■ Task description:
Copy out every line of the material below verbatim, omitting the pictures.

═════ Input data

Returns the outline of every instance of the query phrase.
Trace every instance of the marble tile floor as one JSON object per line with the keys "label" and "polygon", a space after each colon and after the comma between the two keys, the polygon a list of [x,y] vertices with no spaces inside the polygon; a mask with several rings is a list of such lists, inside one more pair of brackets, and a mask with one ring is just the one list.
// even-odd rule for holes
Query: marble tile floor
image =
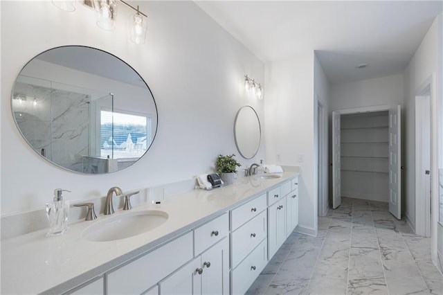
{"label": "marble tile floor", "polygon": [[388,203],[342,198],[316,238],[293,233],[246,294],[443,294],[431,239]]}

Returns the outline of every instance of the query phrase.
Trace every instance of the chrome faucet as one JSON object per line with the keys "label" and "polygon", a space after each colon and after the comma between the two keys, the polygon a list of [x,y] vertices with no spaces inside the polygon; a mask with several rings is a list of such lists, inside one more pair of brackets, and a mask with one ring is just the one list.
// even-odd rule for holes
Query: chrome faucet
{"label": "chrome faucet", "polygon": [[111,214],[114,214],[114,206],[112,205],[112,196],[114,193],[116,193],[116,195],[120,196],[123,195],[121,188],[117,186],[113,186],[109,188],[108,190],[108,194],[106,196],[106,203],[105,204],[105,212],[104,214],[105,215],[109,215]]}
{"label": "chrome faucet", "polygon": [[253,175],[254,174],[255,174],[255,168],[254,168],[255,167],[260,167],[260,165],[258,165],[257,163],[254,163],[253,164],[252,164],[251,166],[251,167],[249,167],[249,170],[248,173],[249,173],[249,176]]}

══════════

■ Task output:
Returns the outline of every instance of the query phrase.
Trace every instance of the marble tile floor as one JSON object per line with the keys "label" and "polygon", a space after each colon and after the comma between the two keys, the polygon a list of [x,y] vertices with no spaces inside the polygon; a mask with several rings is a list of such lists, inside one more pair of brackets, and a mask with one ring is just the one list.
// even-odd rule for holes
Query: marble tile floor
image =
{"label": "marble tile floor", "polygon": [[388,203],[342,198],[316,238],[293,233],[246,294],[443,294],[431,239]]}

Returns the outline of every instance of the query phrase.
Trace every instance of the chrome faucet as one JSON object per line with the keys "label" and "polygon", a space after each colon and after the comma between the two keys, the polygon a list of [x,y] vertices with no spaces inside the polygon; a mask with several rings is a list of such lists, inside one more pair of brackets, and a mask with one ring is just the one list.
// even-odd rule for holes
Query: chrome faucet
{"label": "chrome faucet", "polygon": [[111,214],[114,214],[114,206],[112,205],[112,196],[114,193],[116,193],[116,195],[120,196],[123,195],[121,188],[117,186],[113,186],[109,188],[108,190],[108,194],[106,196],[106,203],[105,204],[105,212],[104,214],[105,215],[109,215]]}
{"label": "chrome faucet", "polygon": [[253,175],[254,174],[255,174],[255,168],[254,168],[255,167],[260,167],[260,165],[258,165],[257,163],[254,163],[253,164],[252,164],[251,166],[251,167],[249,167],[249,170],[248,173],[249,173],[249,176]]}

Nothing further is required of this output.